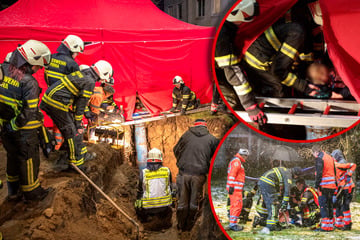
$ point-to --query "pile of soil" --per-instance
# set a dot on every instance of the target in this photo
(74, 209)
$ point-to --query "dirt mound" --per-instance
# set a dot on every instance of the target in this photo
(74, 210)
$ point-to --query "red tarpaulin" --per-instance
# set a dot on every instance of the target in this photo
(341, 24)
(145, 46)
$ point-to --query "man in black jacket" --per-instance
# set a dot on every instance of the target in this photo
(193, 153)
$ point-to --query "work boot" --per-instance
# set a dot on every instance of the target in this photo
(38, 194)
(265, 230)
(236, 228)
(347, 227)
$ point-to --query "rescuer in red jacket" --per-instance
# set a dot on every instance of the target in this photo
(234, 186)
(325, 182)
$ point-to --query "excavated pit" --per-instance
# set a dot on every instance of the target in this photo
(75, 210)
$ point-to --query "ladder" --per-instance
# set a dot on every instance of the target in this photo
(311, 112)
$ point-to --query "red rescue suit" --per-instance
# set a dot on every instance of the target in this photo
(235, 182)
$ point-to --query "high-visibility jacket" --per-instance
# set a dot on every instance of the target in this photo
(183, 95)
(236, 174)
(309, 196)
(19, 101)
(276, 51)
(325, 171)
(156, 187)
(74, 89)
(344, 172)
(279, 177)
(96, 99)
(61, 64)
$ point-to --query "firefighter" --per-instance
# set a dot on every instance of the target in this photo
(271, 184)
(74, 90)
(183, 98)
(21, 120)
(325, 183)
(62, 64)
(227, 57)
(193, 153)
(345, 190)
(154, 194)
(309, 204)
(234, 186)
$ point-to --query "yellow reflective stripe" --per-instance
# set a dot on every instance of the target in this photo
(254, 62)
(70, 86)
(289, 51)
(32, 125)
(309, 57)
(78, 117)
(243, 89)
(278, 174)
(30, 187)
(55, 103)
(227, 60)
(272, 38)
(55, 89)
(289, 80)
(12, 178)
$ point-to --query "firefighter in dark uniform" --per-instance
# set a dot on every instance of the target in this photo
(154, 194)
(183, 98)
(193, 153)
(21, 119)
(344, 171)
(62, 64)
(74, 90)
(270, 185)
(232, 81)
(309, 204)
(325, 182)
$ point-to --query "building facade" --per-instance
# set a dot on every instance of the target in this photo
(199, 12)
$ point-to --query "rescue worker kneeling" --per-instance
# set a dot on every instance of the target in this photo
(74, 90)
(21, 119)
(183, 98)
(154, 195)
(270, 184)
(234, 186)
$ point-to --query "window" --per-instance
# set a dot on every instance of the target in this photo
(216, 7)
(201, 8)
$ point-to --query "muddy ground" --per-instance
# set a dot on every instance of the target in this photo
(75, 210)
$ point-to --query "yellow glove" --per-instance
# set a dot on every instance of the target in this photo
(138, 203)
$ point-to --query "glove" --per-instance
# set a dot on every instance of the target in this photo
(138, 203)
(256, 114)
(334, 199)
(283, 205)
(231, 190)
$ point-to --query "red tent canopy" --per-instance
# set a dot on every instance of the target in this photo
(341, 24)
(145, 46)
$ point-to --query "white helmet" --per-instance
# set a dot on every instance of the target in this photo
(316, 12)
(104, 70)
(155, 155)
(245, 11)
(243, 151)
(74, 43)
(178, 80)
(8, 56)
(35, 53)
(83, 66)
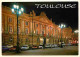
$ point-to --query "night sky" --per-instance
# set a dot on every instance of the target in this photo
(69, 16)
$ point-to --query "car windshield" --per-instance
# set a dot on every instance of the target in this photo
(24, 46)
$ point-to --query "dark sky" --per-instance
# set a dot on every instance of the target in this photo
(69, 16)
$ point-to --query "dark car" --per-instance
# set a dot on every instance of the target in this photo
(13, 48)
(34, 47)
(4, 48)
(41, 46)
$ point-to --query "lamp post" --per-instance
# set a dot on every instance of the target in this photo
(32, 28)
(61, 26)
(18, 11)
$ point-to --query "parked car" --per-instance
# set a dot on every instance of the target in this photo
(63, 44)
(69, 44)
(9, 46)
(13, 48)
(4, 48)
(34, 47)
(52, 46)
(47, 46)
(41, 46)
(25, 47)
(55, 45)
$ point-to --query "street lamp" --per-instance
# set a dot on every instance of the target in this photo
(62, 26)
(18, 11)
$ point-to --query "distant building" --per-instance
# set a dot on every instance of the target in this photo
(44, 30)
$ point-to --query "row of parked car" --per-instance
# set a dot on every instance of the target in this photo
(26, 47)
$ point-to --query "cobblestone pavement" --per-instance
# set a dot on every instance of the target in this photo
(69, 50)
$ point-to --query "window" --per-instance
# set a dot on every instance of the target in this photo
(36, 25)
(26, 23)
(26, 31)
(36, 31)
(18, 30)
(10, 19)
(10, 39)
(18, 21)
(48, 33)
(10, 28)
(42, 32)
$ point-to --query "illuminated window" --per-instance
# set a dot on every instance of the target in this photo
(36, 31)
(10, 28)
(36, 25)
(18, 30)
(26, 30)
(26, 23)
(10, 19)
(18, 21)
(42, 32)
(10, 39)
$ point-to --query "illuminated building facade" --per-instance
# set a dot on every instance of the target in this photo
(44, 30)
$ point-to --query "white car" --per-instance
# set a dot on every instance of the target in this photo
(47, 46)
(52, 46)
(41, 46)
(55, 45)
(9, 46)
(25, 47)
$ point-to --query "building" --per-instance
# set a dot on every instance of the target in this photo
(44, 31)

______

*What to do*: Whenever the string "dark" shows up in a line of the entries, copy that line.

*Response to this task*:
$ point-to --query "firefighter in dark uniform" --per-instance
$ point-to --query "dark sky" --per-instance
$ point-to --query "dark car" --per-instance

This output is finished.